== Segment start ==

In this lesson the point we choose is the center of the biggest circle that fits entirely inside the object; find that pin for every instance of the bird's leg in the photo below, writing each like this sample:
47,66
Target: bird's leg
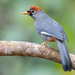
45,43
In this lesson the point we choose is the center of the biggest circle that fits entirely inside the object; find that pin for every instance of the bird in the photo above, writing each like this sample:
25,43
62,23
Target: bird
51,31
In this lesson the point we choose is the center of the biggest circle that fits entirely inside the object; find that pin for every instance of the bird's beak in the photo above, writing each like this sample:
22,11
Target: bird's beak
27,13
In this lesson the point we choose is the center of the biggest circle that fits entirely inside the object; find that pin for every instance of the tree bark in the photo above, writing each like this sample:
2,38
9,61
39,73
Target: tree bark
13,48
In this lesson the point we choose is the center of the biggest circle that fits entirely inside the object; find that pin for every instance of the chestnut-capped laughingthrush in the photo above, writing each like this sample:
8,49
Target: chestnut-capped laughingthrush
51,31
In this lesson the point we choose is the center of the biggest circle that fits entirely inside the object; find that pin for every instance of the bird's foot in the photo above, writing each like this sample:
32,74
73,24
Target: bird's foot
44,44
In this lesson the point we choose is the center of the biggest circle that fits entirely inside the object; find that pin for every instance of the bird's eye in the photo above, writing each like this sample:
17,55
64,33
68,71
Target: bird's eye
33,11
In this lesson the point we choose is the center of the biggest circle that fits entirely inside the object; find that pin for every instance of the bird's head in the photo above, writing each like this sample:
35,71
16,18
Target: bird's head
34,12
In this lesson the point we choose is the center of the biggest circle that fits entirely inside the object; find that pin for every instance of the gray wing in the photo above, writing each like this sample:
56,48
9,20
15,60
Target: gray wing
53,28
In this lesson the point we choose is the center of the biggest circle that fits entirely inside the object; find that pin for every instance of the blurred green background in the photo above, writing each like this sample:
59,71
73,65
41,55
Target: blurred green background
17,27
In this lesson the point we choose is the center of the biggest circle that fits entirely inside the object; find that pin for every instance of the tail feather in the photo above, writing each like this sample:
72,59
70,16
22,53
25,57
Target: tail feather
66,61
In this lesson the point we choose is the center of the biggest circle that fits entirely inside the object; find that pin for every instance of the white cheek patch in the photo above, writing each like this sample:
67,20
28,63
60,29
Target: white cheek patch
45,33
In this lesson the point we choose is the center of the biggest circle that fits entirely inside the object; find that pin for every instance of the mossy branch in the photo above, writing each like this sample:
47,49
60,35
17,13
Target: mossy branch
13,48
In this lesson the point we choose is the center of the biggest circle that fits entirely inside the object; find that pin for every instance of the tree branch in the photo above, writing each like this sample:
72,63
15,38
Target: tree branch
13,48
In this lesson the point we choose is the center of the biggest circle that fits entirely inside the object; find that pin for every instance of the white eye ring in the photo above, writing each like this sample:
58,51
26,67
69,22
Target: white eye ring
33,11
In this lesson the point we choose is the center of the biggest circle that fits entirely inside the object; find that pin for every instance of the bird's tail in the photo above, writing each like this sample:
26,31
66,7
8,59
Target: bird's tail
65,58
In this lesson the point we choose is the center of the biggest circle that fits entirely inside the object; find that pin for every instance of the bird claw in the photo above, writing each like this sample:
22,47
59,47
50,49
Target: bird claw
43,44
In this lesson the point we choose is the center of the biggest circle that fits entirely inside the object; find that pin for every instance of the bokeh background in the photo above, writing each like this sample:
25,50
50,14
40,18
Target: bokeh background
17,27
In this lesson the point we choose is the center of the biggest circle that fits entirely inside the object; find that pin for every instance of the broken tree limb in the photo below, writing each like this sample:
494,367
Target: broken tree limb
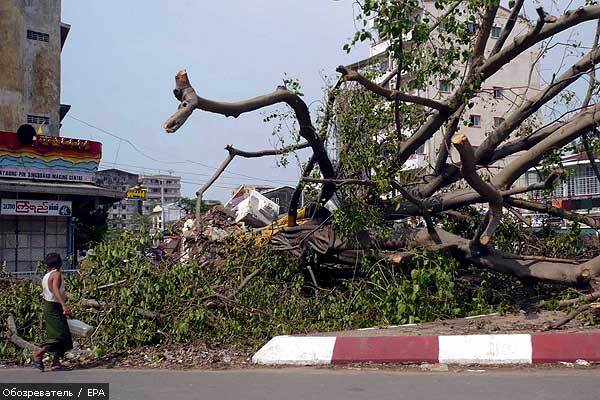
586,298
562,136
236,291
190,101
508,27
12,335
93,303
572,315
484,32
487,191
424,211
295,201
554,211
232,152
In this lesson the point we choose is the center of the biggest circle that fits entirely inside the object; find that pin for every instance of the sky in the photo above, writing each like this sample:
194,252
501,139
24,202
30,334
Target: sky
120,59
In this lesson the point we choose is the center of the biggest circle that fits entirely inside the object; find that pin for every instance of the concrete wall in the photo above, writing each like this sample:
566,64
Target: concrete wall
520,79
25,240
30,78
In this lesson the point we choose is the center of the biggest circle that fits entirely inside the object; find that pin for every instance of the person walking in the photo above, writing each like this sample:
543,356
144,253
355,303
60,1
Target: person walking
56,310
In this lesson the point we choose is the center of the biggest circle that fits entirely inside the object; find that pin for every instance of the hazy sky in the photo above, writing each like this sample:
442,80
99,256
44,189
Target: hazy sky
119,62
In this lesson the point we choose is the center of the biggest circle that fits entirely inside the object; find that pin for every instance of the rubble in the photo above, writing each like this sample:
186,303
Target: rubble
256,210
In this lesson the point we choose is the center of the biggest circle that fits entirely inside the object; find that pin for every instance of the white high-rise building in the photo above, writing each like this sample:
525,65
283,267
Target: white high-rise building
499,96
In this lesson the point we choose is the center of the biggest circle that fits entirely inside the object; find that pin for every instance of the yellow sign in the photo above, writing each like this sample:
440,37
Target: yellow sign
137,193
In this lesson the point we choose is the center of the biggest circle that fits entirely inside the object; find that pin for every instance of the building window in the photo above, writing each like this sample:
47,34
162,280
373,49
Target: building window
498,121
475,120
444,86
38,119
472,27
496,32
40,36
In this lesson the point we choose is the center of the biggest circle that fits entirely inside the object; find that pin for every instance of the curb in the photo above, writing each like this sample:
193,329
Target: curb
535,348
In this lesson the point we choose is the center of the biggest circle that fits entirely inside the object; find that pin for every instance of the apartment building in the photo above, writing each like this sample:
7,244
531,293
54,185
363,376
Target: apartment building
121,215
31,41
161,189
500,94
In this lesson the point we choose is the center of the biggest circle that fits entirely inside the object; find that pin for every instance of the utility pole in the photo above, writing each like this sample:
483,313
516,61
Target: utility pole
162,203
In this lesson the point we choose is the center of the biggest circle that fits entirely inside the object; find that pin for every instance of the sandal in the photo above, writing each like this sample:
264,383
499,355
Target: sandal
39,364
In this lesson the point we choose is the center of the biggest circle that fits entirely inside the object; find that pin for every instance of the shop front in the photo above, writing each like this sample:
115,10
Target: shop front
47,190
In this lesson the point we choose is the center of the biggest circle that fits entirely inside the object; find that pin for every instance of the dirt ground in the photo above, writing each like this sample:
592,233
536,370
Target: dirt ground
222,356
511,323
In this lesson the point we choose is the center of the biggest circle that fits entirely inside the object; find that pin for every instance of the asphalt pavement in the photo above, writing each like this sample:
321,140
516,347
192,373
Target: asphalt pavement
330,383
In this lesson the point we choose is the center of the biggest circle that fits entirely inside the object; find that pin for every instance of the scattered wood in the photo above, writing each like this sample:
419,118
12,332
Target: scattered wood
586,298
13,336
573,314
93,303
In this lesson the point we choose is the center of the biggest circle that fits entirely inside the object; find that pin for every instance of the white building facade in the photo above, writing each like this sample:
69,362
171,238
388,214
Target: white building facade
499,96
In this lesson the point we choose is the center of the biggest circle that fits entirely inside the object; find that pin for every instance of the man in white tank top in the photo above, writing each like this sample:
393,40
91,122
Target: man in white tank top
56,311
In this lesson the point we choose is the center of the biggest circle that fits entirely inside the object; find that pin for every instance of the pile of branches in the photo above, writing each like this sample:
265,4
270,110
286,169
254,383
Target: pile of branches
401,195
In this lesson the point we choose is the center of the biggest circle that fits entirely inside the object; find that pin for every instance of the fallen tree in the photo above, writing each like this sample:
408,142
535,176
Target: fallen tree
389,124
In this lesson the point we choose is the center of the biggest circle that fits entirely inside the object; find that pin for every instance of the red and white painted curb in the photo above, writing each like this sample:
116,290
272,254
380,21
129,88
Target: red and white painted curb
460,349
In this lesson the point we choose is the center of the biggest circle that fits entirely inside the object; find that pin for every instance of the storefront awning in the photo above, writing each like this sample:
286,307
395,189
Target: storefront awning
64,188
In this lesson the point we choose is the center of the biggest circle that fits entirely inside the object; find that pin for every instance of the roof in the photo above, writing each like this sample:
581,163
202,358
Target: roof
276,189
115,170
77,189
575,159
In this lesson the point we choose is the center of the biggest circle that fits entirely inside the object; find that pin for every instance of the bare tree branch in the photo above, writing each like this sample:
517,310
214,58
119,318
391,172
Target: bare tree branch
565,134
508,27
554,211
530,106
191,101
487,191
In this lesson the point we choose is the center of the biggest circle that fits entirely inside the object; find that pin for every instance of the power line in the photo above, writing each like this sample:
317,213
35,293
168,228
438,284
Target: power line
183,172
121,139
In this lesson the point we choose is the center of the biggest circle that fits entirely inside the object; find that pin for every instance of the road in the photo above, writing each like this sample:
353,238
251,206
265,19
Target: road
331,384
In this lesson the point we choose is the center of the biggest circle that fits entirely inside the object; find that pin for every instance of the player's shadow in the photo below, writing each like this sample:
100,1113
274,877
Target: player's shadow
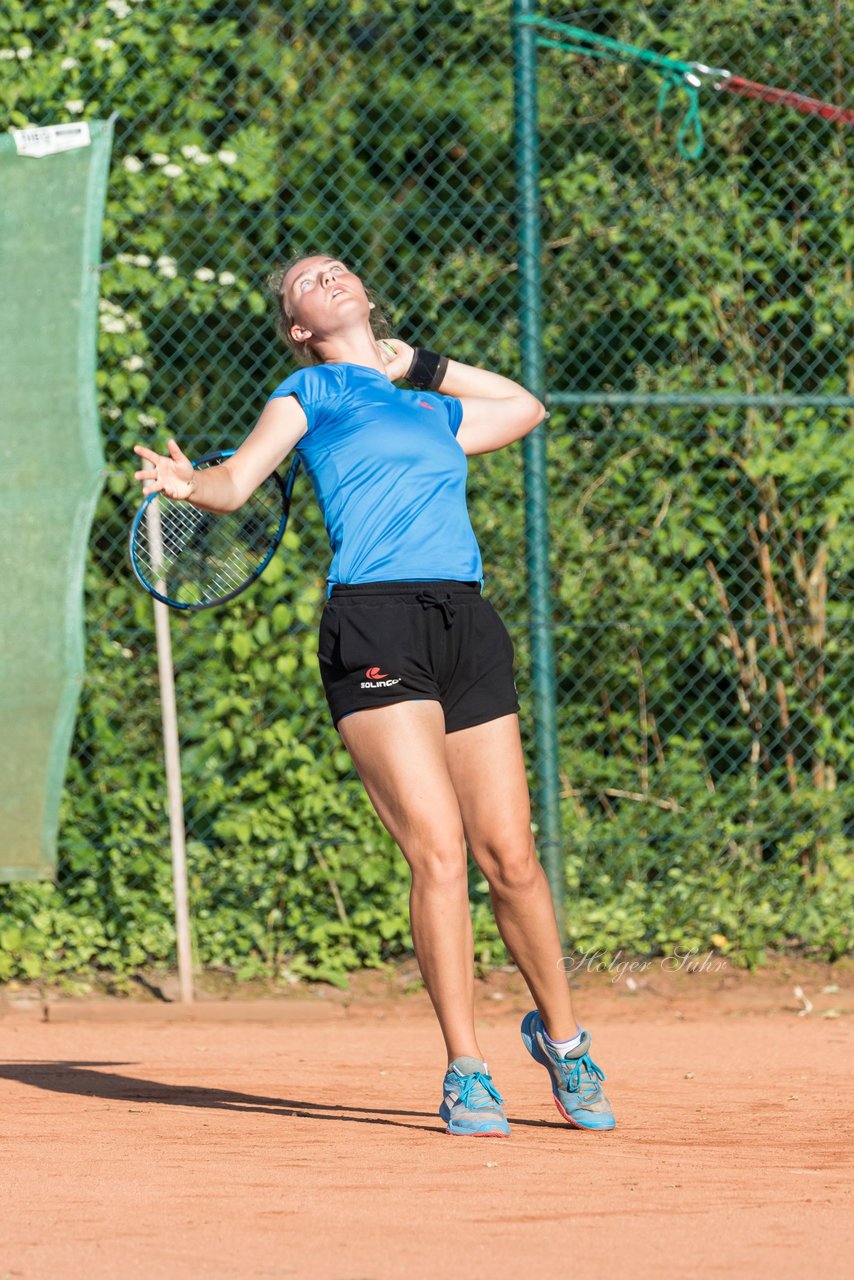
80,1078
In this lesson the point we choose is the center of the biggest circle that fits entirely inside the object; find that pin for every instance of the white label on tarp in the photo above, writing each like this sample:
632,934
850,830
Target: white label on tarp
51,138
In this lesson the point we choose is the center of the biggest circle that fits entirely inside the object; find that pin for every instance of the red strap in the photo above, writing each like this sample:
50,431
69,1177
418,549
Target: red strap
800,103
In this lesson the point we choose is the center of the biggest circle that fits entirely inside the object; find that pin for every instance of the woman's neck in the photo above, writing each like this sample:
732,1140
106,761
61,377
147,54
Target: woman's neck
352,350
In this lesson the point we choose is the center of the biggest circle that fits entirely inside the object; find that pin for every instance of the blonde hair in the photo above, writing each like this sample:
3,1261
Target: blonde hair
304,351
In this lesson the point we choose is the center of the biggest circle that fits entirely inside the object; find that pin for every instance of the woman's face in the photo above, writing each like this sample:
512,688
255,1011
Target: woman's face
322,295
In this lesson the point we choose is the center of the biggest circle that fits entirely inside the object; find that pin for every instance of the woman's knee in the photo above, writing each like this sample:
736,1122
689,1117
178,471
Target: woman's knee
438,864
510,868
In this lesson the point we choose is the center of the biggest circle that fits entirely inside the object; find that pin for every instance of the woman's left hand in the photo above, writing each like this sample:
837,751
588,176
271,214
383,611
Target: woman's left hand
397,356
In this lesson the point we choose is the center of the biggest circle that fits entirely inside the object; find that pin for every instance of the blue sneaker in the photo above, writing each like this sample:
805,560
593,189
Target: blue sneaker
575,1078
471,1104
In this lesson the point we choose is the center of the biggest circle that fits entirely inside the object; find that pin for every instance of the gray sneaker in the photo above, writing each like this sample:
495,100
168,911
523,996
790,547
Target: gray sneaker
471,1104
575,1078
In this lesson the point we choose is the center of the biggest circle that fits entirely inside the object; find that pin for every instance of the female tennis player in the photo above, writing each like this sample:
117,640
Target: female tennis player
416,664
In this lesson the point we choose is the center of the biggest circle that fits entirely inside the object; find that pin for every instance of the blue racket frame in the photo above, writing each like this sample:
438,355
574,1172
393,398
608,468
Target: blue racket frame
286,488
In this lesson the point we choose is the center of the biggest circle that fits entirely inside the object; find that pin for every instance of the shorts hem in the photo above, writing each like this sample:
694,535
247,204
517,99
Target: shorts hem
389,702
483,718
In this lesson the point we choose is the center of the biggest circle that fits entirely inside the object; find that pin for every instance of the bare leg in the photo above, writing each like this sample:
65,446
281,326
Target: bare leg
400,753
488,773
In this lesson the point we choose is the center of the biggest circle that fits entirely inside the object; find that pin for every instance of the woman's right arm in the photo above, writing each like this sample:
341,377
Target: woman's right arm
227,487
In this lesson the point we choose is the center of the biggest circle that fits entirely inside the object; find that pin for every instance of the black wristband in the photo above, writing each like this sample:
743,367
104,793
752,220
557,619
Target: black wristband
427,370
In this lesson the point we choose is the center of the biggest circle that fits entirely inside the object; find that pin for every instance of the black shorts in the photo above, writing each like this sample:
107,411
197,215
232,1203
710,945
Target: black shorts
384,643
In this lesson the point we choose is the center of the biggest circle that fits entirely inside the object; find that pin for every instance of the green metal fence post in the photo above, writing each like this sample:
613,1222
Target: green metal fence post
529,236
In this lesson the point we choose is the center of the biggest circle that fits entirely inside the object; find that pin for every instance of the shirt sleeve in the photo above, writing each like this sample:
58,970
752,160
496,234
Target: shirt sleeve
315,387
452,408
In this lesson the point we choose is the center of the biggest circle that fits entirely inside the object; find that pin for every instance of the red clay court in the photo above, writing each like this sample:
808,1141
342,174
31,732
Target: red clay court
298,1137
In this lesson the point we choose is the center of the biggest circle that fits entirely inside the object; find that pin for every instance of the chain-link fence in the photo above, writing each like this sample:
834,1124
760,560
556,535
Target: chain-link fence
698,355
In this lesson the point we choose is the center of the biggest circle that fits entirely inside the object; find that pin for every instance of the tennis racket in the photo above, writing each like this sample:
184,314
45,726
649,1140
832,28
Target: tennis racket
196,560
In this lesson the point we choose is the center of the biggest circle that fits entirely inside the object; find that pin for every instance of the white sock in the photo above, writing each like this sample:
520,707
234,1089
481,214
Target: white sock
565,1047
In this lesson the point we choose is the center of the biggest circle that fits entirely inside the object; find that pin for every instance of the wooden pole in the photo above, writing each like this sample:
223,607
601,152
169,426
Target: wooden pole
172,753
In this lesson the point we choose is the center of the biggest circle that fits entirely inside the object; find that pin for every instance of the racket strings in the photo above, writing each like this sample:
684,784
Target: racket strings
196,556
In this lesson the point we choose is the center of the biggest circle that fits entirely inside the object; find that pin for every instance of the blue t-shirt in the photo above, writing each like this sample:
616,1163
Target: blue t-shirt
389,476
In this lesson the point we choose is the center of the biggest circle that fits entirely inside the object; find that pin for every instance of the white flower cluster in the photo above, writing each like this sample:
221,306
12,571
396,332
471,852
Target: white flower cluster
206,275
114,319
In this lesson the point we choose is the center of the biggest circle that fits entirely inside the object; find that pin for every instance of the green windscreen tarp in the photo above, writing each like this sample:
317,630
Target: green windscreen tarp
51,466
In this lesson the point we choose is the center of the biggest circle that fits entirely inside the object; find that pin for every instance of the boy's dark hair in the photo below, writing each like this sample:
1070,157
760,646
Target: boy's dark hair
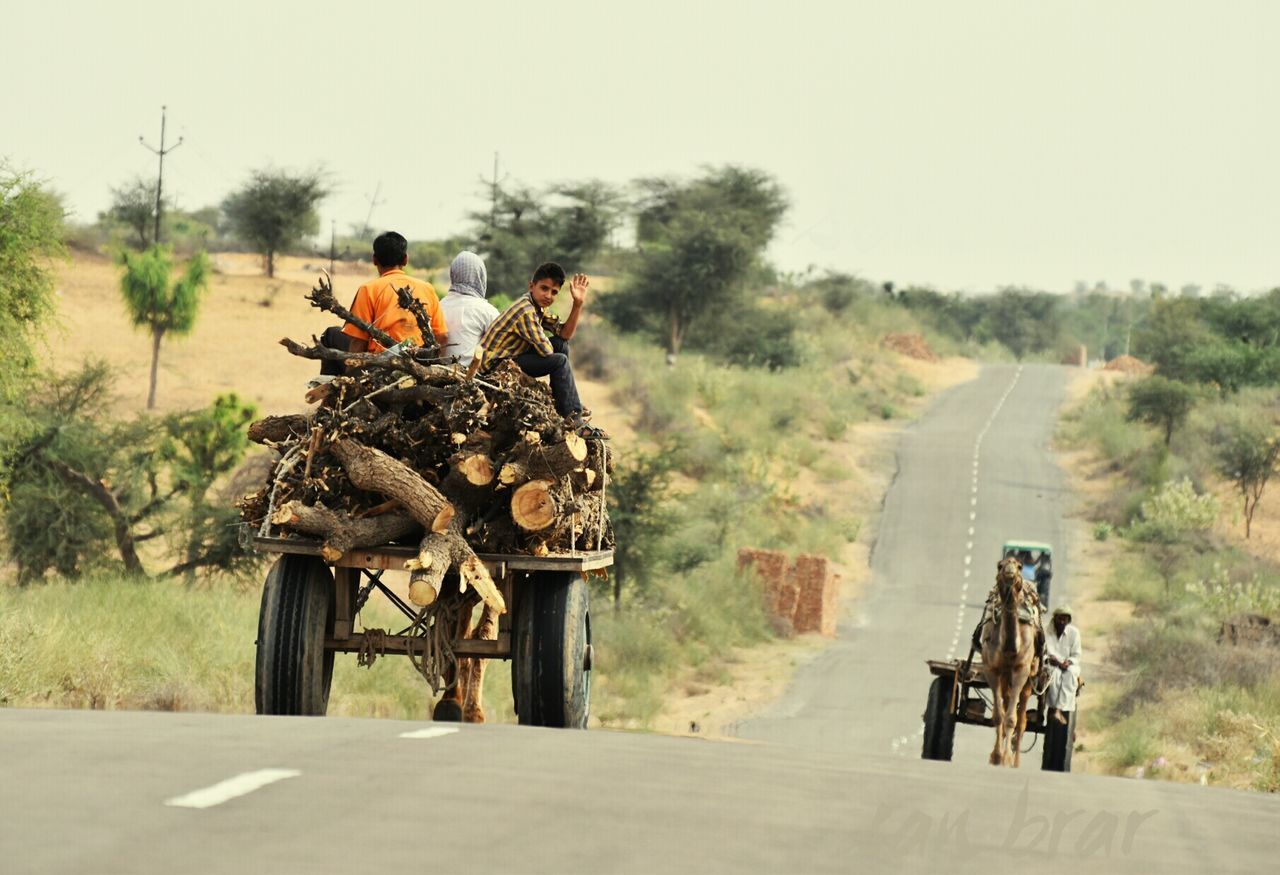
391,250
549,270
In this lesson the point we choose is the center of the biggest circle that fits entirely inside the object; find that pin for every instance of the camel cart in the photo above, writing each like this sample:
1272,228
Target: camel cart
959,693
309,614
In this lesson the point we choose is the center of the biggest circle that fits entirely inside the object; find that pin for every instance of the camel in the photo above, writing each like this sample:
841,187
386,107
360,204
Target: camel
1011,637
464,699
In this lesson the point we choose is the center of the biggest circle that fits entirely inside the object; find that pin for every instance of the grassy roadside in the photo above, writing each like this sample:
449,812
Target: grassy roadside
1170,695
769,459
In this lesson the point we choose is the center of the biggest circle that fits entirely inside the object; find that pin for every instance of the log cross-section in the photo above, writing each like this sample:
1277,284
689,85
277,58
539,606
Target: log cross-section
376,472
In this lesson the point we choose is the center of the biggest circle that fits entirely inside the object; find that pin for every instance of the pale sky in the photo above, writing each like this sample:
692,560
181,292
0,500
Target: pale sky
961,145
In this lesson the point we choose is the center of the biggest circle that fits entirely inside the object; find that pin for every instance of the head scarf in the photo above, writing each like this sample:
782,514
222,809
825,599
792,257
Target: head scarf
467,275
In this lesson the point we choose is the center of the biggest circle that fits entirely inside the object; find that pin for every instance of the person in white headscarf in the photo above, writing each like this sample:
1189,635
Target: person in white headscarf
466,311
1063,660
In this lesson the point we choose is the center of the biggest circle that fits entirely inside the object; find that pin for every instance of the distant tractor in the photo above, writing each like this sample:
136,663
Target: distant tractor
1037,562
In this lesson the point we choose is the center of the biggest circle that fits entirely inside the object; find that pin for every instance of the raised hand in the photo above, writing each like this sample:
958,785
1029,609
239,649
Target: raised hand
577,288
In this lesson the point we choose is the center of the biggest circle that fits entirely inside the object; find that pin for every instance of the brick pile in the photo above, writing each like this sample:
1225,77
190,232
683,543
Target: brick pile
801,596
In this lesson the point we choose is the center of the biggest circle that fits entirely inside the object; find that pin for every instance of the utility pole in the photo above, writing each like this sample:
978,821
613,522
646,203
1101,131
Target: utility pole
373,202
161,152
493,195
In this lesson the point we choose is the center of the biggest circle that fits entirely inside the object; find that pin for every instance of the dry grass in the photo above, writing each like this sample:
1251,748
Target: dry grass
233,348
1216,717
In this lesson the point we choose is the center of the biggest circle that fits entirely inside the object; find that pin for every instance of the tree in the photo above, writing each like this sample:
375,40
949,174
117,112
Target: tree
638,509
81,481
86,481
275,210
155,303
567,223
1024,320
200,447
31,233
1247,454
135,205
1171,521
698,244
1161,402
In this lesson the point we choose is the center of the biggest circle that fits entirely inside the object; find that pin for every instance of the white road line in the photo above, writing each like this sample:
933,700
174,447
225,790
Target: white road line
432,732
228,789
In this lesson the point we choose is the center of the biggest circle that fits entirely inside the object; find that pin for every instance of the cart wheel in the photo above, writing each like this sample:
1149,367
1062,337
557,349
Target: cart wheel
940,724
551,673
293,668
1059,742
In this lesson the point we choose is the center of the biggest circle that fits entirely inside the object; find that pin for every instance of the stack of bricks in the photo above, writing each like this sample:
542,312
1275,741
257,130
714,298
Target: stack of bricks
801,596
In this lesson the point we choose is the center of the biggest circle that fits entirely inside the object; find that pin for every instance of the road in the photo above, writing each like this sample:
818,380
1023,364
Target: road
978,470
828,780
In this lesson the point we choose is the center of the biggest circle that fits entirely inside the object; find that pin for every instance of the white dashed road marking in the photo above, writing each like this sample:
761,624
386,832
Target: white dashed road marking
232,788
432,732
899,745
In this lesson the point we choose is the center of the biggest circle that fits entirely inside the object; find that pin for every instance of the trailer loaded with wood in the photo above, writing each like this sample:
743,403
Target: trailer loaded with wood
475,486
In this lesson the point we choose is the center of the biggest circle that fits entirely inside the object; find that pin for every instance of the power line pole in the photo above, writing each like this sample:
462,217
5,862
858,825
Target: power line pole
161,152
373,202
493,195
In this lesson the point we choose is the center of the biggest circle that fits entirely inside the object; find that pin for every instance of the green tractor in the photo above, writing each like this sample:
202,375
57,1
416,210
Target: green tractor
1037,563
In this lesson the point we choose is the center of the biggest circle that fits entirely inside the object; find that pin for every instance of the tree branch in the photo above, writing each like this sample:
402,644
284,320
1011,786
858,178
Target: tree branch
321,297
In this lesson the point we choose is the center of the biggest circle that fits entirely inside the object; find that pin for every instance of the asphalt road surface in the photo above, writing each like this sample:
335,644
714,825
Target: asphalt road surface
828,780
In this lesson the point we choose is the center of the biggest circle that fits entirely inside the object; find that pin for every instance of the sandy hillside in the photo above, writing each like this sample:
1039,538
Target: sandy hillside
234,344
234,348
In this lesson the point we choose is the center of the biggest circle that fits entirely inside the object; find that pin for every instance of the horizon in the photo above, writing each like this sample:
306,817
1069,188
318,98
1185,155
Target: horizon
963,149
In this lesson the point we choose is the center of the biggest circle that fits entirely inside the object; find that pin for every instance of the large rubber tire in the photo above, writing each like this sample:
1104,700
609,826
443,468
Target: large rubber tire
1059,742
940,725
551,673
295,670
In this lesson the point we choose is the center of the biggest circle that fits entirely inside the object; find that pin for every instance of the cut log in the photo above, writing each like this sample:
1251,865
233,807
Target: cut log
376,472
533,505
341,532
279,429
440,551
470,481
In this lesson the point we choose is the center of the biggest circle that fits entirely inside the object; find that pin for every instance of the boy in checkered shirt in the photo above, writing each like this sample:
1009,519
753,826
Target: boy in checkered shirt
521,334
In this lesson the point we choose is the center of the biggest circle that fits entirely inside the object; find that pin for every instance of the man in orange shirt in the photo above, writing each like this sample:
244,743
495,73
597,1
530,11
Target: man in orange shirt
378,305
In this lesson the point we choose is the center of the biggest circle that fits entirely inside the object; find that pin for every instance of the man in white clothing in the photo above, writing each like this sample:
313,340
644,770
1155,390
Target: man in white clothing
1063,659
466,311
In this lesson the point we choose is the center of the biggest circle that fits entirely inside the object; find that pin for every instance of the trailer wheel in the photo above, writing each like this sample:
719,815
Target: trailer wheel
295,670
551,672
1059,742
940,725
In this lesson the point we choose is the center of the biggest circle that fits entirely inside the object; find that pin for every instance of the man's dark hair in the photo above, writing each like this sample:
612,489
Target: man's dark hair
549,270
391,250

== Segment end ==

● AIM OF THE EXERCISE
Each line in the material with "below" in it must be reported.

● RESULT FOR THIS TASK
In this lesson the point we choose is the center of the biggest circle that fits entirely inside the object; find that pin for every instance of the bird's leg in the photo below, writing each like this sample:
In this lesson the point we choose is the center of the biggest circle that fits entirely inside the object; find that pin for every instance of the broken tree limb in the photo below, writing each like this sample:
In this lesson the point we choose is the center of the biggest circle that fits entirely inside the object; find that pin for every instance of the player's shadow in the photo below, writing each like this sample:
In this lesson the point we choose is the center of the biggest circle that fits entirely inside the object; find that pin for every instance of the boy's dark hair in the photo below, writing each like this sample:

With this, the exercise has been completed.